● Work to do:
A - From the blog post below about not waiting until one is ready, quote the passage that begins with the words "And it resonated" and ends after the words "let clarity arrive.".
B - Answer the following questions using the blog post below about not waiting until one is ready.
(i) To whom is the quotation in the post attributed?
(ii) For how long does the writer say the two big dreams have been on hold?
(iii) How many words does the writer produce each month for publications?

● Extract to read:
>> START
Showing posts with label time for change. Show all posts
Showing posts with label time for change. Show all posts

Saturday, 25 January 2014

Because now is good enough a time


I read this quote the other day...
 
"It's a terrible thing, I think, in life to wait until you're ready. I have this feeling that actually no one is ever ready to do anything. There is almost no such thing as ready. There is only now. And you may as well do it now. Generally speaking, now is as good a time as any." ~ Hugh Laurie

And it resonated with me or perhaps dawned on me. Whatever it did I actually stopped what I was doing. Walked away. I stopped to just be. To journal. And let clarity arrive.
 
Here's what I realised.

1. I've put two big dreams (they're actually connected - can't have one without the other) on hold for the past year. Because, in my defence, other opportunities crept up. But also because... maybe I'm not ready, or maybe it's just not the right time, or what if I do all that work and then it's just not good enough, what if nobody likes what I've created ... you get the picture.
 
2. Worse than being on hold I haven't even started. Haven't even taken the first step. I've just let my dream sit up in my head in dreamland and swirl around with no destination, no timeline, no real agenda. No starting point.
 
3. I write more than 5000 words each month for publications. Other people's publications. Yes that's my job as a freelance writer, yes that's what I love doing, and yes that's my career... But I don't give my own writing the same time of day and space or credit. Yes those other words are paid work, yes I enjoy writing them, but the other writing - well if I'm honest that's where my heart lies... and that just has to deserve a little more attention.  Somewhere in my week. Somehow...
>> END
● Information provided:
>> START
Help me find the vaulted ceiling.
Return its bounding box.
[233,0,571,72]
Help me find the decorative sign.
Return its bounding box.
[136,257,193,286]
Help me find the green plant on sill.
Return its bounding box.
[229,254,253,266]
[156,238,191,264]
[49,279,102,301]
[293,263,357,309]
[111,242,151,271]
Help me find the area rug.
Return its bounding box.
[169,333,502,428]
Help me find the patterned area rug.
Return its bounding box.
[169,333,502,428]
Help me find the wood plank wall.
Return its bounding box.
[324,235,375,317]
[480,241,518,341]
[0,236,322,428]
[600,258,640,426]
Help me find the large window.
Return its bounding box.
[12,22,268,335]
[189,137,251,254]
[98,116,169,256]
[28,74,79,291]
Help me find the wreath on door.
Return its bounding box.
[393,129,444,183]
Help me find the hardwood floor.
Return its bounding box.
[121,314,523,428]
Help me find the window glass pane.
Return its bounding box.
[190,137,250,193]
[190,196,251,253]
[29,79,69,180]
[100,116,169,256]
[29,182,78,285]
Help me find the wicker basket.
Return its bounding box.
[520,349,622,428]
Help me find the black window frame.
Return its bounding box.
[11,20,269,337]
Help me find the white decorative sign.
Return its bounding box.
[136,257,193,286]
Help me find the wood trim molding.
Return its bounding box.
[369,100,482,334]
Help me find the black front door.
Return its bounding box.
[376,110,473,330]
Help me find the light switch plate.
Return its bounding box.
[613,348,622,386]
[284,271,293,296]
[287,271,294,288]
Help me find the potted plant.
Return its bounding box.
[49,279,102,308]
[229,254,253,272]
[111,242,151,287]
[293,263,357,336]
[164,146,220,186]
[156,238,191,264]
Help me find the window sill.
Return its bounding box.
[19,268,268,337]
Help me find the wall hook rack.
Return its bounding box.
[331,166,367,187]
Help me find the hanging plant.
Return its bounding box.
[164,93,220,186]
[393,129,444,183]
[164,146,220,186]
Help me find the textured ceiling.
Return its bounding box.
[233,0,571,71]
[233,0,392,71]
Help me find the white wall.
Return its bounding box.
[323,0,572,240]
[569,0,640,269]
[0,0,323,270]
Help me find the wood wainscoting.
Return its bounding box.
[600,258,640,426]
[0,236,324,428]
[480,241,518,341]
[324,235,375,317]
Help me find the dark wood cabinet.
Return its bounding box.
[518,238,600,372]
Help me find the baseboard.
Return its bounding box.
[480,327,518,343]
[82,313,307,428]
>> END
● Results for the exercise:
A -
And it resonated with me or perhaps dawned on me. Whatever it did I actually stopped what I was doing. Walked away. I stopped to just be. To journal. And let clarity arrive.

B -
(i) Hugh Laurie
(ii) The past year
(iii) More than 5000 words